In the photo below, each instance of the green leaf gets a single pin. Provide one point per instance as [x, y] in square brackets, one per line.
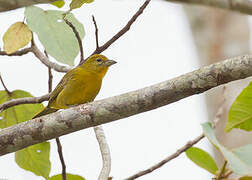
[202, 159]
[240, 113]
[17, 36]
[55, 35]
[35, 159]
[239, 159]
[78, 3]
[19, 113]
[69, 176]
[59, 3]
[246, 178]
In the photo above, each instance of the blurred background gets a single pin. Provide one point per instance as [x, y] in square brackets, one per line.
[166, 41]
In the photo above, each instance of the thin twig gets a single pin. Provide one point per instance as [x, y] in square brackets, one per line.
[123, 30]
[50, 80]
[50, 76]
[161, 163]
[219, 176]
[221, 109]
[105, 152]
[78, 39]
[47, 62]
[5, 88]
[96, 32]
[27, 100]
[61, 159]
[17, 53]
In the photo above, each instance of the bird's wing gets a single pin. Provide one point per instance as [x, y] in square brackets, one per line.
[60, 87]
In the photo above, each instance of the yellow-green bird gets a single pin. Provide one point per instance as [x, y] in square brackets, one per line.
[80, 85]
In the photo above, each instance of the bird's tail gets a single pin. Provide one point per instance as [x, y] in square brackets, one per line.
[45, 111]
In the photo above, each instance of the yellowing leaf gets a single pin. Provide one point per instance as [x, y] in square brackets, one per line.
[17, 36]
[69, 176]
[35, 159]
[78, 3]
[59, 4]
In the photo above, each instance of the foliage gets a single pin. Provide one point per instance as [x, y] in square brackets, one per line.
[240, 114]
[17, 36]
[35, 159]
[19, 113]
[55, 35]
[69, 176]
[202, 159]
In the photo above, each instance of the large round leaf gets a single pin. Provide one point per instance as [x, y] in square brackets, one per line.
[55, 35]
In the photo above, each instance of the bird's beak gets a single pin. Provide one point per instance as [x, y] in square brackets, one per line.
[109, 62]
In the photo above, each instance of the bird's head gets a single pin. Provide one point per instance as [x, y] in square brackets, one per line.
[98, 63]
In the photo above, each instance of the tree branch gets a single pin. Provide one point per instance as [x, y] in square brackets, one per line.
[123, 30]
[189, 144]
[173, 156]
[242, 6]
[114, 108]
[100, 135]
[105, 152]
[61, 159]
[96, 32]
[77, 37]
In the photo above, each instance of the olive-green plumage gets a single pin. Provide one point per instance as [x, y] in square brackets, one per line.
[80, 85]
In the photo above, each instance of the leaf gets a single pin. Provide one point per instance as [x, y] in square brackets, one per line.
[239, 159]
[19, 113]
[17, 36]
[59, 4]
[240, 113]
[55, 35]
[246, 178]
[202, 159]
[35, 159]
[69, 176]
[78, 3]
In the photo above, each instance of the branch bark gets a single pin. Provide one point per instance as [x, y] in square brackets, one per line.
[242, 6]
[105, 152]
[114, 108]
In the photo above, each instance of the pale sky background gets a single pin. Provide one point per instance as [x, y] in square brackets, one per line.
[158, 47]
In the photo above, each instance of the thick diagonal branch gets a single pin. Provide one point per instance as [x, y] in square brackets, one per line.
[105, 152]
[118, 107]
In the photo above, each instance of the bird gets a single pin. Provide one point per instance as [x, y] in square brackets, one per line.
[79, 85]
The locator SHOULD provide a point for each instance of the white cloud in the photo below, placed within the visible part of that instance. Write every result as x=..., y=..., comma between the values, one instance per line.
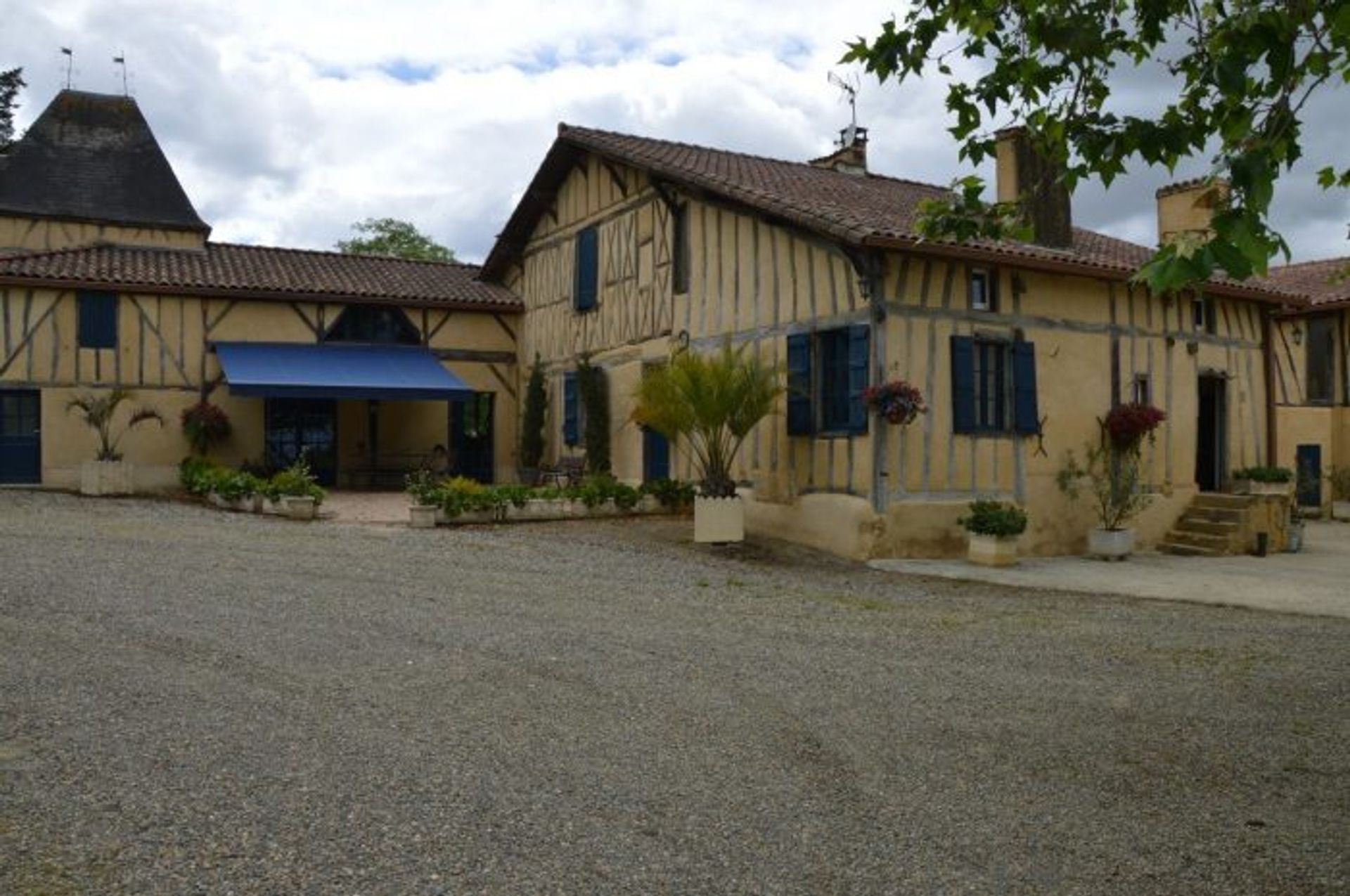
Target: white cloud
x=285, y=124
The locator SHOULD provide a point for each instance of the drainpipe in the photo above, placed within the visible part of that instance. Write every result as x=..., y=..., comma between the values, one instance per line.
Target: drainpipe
x=1268, y=355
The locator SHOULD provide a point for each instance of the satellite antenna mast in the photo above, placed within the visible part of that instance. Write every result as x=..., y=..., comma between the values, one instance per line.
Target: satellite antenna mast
x=849, y=88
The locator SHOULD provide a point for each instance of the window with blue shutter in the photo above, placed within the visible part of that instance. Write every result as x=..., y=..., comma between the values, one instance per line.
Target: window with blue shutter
x=859, y=362
x=963, y=384
x=572, y=419
x=1025, y=413
x=98, y=320
x=801, y=416
x=588, y=270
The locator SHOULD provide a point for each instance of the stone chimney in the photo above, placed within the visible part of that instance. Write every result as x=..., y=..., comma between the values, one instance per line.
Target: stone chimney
x=851, y=158
x=1188, y=207
x=1025, y=177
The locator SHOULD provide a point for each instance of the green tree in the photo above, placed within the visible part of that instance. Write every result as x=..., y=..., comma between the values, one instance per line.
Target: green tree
x=1244, y=70
x=393, y=238
x=712, y=403
x=11, y=83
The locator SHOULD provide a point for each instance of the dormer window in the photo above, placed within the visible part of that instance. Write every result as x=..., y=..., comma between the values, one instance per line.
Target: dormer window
x=983, y=289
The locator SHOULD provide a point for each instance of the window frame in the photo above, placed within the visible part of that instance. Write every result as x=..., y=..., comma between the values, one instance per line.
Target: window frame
x=1329, y=396
x=990, y=277
x=96, y=319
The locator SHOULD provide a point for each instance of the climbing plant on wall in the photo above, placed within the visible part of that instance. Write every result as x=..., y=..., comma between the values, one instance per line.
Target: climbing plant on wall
x=594, y=393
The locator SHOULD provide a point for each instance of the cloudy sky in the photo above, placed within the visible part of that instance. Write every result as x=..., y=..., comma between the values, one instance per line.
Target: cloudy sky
x=288, y=120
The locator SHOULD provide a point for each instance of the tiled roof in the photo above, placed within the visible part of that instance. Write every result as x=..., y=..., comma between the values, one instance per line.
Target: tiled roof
x=94, y=157
x=1325, y=283
x=258, y=271
x=858, y=209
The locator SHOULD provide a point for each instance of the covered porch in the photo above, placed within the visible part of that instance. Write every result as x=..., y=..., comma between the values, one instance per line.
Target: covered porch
x=364, y=416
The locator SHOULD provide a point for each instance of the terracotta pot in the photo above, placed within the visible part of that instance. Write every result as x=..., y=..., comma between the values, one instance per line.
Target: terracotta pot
x=719, y=520
x=991, y=551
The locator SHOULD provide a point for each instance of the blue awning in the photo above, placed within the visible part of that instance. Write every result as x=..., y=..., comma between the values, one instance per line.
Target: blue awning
x=300, y=370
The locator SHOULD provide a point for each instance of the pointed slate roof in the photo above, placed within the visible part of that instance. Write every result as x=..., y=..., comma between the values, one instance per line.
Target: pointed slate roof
x=92, y=157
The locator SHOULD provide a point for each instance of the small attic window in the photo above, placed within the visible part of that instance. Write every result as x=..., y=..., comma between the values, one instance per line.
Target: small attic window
x=378, y=324
x=982, y=287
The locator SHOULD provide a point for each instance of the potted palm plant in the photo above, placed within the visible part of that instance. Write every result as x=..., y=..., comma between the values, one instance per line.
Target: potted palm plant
x=108, y=474
x=710, y=404
x=994, y=528
x=1113, y=475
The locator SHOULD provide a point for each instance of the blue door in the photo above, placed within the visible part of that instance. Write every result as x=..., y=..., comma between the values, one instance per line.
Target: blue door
x=1309, y=463
x=657, y=456
x=20, y=439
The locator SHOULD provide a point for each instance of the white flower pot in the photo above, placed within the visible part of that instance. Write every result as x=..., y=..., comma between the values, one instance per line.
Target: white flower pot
x=107, y=478
x=1112, y=544
x=991, y=551
x=719, y=520
x=299, y=507
x=423, y=516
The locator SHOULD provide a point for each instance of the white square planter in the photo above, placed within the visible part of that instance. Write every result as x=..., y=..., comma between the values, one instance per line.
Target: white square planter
x=991, y=551
x=107, y=478
x=423, y=516
x=299, y=507
x=719, y=520
x=1112, y=544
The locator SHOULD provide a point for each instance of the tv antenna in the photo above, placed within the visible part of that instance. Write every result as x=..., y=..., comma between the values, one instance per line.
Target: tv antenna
x=849, y=88
x=122, y=60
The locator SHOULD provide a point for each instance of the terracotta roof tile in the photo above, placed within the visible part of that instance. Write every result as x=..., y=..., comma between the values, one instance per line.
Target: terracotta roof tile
x=1323, y=283
x=259, y=271
x=854, y=208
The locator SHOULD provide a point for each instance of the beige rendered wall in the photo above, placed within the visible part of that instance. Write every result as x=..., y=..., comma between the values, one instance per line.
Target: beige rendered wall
x=42, y=235
x=164, y=356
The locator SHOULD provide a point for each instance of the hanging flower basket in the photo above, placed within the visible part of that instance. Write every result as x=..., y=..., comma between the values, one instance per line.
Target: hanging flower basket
x=896, y=401
x=1126, y=425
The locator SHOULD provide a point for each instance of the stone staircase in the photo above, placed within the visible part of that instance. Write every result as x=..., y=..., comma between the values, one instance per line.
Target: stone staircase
x=1214, y=525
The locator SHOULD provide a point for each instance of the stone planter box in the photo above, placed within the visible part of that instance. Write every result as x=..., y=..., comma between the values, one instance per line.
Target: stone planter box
x=423, y=516
x=1112, y=544
x=107, y=478
x=299, y=507
x=991, y=551
x=719, y=520
x=1252, y=488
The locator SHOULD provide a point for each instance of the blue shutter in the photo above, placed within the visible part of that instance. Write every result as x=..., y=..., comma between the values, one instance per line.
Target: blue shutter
x=859, y=362
x=1025, y=415
x=801, y=417
x=588, y=270
x=572, y=434
x=98, y=321
x=963, y=384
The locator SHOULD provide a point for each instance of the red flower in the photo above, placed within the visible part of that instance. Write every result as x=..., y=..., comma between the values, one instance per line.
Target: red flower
x=1126, y=425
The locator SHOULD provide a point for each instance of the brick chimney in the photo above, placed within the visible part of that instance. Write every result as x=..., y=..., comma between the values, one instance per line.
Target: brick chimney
x=851, y=158
x=1027, y=177
x=1188, y=207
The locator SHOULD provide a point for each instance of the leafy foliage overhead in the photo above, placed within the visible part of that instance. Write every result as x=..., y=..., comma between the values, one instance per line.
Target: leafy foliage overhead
x=11, y=83
x=1244, y=72
x=393, y=238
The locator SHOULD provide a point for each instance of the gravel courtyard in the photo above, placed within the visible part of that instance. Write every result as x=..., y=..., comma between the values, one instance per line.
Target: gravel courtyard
x=196, y=702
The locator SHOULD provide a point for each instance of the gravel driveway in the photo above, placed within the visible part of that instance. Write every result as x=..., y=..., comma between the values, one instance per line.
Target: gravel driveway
x=196, y=702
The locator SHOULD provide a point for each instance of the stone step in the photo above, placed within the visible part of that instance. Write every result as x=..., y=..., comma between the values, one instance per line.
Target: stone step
x=1215, y=514
x=1219, y=544
x=1219, y=501
x=1187, y=550
x=1195, y=523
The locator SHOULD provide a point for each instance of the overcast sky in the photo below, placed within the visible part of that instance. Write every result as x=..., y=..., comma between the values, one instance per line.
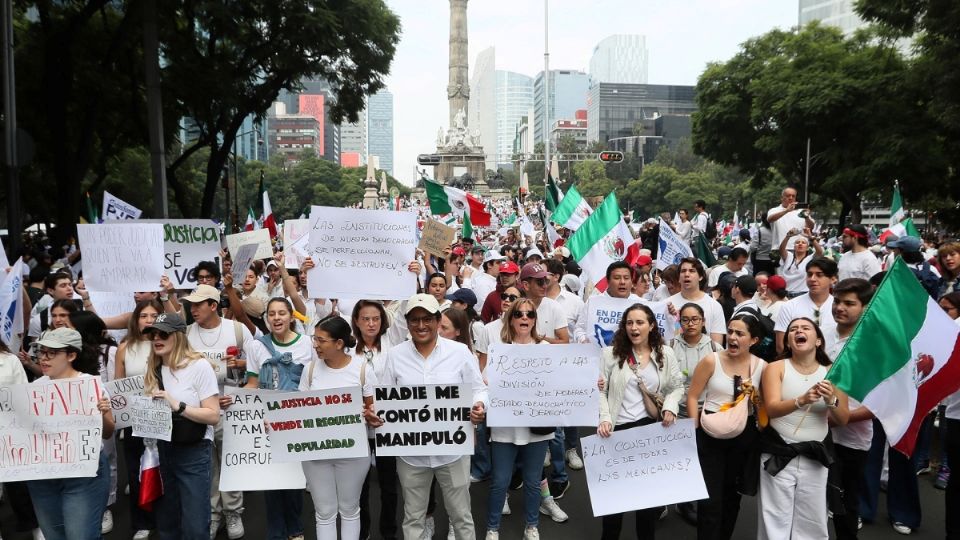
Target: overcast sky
x=682, y=37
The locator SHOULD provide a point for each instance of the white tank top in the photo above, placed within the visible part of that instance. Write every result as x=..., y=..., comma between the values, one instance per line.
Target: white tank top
x=814, y=426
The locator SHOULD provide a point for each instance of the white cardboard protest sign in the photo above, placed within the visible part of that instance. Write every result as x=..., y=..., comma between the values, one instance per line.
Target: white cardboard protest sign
x=50, y=429
x=261, y=237
x=672, y=248
x=117, y=209
x=428, y=420
x=643, y=467
x=246, y=463
x=125, y=257
x=604, y=313
x=121, y=393
x=151, y=418
x=361, y=253
x=319, y=424
x=296, y=241
x=543, y=385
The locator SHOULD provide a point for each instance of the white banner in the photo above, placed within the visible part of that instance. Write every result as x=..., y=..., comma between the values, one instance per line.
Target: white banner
x=114, y=208
x=361, y=253
x=604, y=313
x=672, y=248
x=543, y=385
x=246, y=464
x=50, y=429
x=643, y=467
x=124, y=257
x=428, y=420
x=319, y=424
x=122, y=392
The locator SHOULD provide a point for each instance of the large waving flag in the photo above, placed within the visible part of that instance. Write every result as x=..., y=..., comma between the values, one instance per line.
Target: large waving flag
x=447, y=200
x=602, y=239
x=903, y=357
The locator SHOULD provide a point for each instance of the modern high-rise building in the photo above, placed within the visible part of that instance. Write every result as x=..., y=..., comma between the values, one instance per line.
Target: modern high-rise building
x=620, y=58
x=568, y=93
x=380, y=129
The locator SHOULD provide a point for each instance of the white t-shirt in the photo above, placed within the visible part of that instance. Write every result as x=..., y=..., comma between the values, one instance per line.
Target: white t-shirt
x=862, y=265
x=715, y=322
x=191, y=385
x=803, y=306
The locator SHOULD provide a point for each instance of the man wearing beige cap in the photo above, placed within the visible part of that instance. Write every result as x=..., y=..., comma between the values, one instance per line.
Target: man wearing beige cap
x=221, y=341
x=430, y=359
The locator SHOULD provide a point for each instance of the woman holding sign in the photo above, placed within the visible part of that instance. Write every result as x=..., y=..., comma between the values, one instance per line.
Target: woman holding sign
x=642, y=385
x=71, y=504
x=335, y=484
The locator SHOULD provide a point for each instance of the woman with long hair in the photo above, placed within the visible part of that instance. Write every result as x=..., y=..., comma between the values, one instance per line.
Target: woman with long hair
x=802, y=405
x=335, y=484
x=72, y=507
x=133, y=354
x=524, y=446
x=717, y=381
x=636, y=367
x=186, y=381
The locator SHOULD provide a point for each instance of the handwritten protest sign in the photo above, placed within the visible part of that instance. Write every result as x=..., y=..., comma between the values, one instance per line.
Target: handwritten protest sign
x=246, y=463
x=151, y=418
x=121, y=393
x=436, y=237
x=429, y=420
x=543, y=385
x=125, y=257
x=296, y=241
x=261, y=237
x=643, y=467
x=361, y=253
x=320, y=424
x=50, y=429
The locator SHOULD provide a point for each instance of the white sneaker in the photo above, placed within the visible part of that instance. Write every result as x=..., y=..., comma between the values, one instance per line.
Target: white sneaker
x=549, y=507
x=428, y=528
x=106, y=523
x=573, y=460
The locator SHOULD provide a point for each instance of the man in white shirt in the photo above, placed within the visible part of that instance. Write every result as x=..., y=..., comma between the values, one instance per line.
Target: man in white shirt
x=430, y=359
x=787, y=216
x=857, y=260
x=816, y=304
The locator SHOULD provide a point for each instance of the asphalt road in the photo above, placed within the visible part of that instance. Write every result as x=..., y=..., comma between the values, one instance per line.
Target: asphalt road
x=576, y=503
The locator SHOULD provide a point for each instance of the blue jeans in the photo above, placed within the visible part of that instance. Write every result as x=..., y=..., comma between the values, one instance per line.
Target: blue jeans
x=903, y=493
x=480, y=461
x=71, y=508
x=531, y=466
x=284, y=513
x=186, y=470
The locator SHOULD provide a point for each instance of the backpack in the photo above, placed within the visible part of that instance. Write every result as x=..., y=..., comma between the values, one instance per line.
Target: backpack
x=280, y=372
x=766, y=348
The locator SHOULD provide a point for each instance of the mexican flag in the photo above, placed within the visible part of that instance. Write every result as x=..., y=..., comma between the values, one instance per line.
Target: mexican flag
x=572, y=211
x=903, y=357
x=602, y=239
x=446, y=200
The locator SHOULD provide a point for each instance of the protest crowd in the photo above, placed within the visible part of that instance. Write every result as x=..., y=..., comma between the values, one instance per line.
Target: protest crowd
x=441, y=344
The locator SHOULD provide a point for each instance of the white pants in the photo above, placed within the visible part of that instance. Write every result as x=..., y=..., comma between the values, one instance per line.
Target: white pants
x=793, y=504
x=454, y=480
x=335, y=486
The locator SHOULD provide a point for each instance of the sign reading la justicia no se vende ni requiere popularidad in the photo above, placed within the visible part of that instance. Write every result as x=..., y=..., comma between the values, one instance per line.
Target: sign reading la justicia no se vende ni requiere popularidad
x=361, y=253
x=543, y=385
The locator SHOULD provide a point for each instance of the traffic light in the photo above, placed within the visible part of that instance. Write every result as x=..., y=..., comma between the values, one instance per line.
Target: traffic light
x=610, y=157
x=428, y=159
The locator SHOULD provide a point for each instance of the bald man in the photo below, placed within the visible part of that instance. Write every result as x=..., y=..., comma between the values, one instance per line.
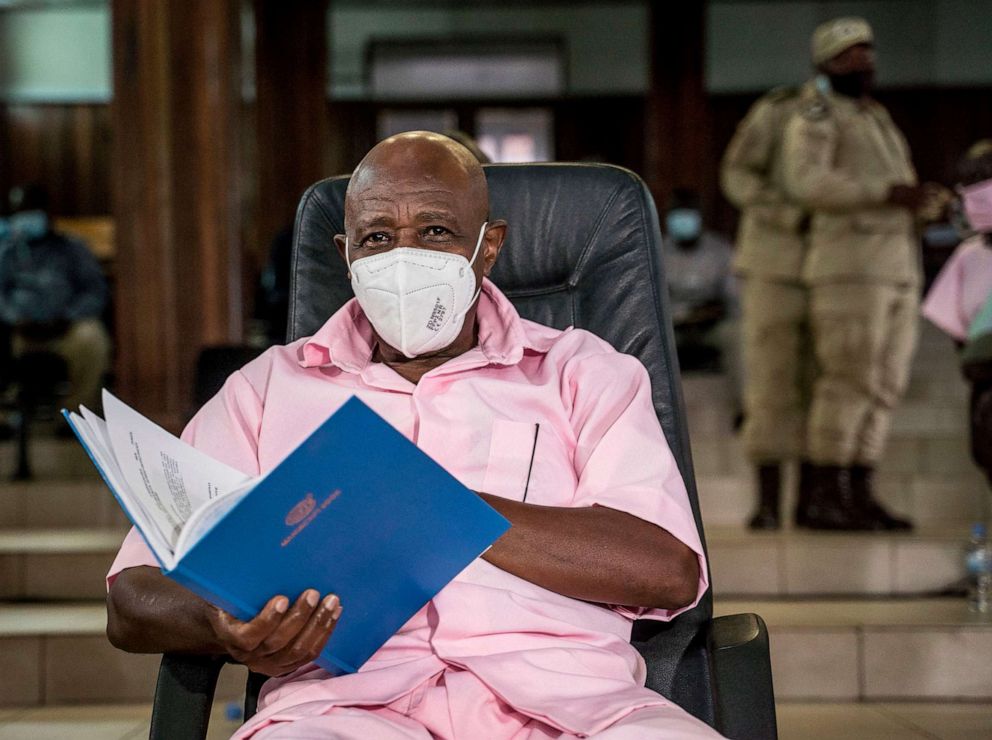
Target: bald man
x=531, y=640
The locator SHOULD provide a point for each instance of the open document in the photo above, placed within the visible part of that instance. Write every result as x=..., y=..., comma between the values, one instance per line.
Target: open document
x=385, y=528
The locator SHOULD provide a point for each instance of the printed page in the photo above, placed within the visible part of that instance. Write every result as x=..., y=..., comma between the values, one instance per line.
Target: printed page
x=158, y=530
x=174, y=475
x=203, y=519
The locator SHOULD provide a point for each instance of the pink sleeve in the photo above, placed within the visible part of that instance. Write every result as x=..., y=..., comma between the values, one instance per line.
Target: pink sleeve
x=942, y=305
x=226, y=428
x=623, y=460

■ ■ ■

From the records above, retype only the lines starting at the line that contains "Target: terracotta pot" and ending at the line that contains "of the small", both included.

--- YOUR RESPONSE ---
Target: terracotta pot
x=719, y=520
x=991, y=551
The locator SHOULD provide a point for each instance of the blue awning in the photo above, placed within the visible part of that instance. Write every result as x=..., y=..., comma between the values, one instance per line.
Target: blue awning
x=300, y=370
The locator SHOULD provide a point for each instance of the pointed slate roof in the photo above, placed within the visible part of that instance. Write every result as x=..., y=..., comma between the values, one instance per line.
Target: pointed slate roof
x=92, y=157
The locator SHOULD provide a point for each instance of the small attic window in the photo above, placed within the visible part of that instance. Write every result as x=..., y=..., comma between the values, one instance per line.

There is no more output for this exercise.